[TASK STATEMENT]: Format the stretch of the listing from the line containing "-- locate the white" through the line containing "[42,73,66,138]" as a JSON list of strings, one string per line and blank lines omitted.

[PROVIDED MATERIAL]:
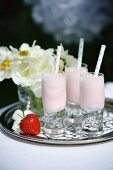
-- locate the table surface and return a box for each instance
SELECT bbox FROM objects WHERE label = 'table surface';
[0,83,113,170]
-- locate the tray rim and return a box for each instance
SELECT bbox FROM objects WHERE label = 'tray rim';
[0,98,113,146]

---

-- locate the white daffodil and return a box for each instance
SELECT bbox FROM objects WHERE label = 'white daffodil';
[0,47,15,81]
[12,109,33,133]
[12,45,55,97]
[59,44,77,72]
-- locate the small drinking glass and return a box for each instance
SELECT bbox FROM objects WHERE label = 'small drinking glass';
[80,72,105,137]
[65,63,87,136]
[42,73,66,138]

[RESULT OF THIS EXERCISE]:
[
  "-- locate the white daffodil and return a box for each instance",
  "SELECT bbox FROM objects WHERE label = 'white daffodil';",
  "[0,47,15,81]",
  "[12,109,33,133]",
  "[12,45,55,97]",
  "[59,44,77,72]",
  "-- locate the small drinking glass and return a box for each instance",
  "SELECT bbox FROM objects WHERE label = 'small drinking glass';",
  "[80,72,105,137]",
  "[65,63,87,136]",
  "[42,73,66,138]"
]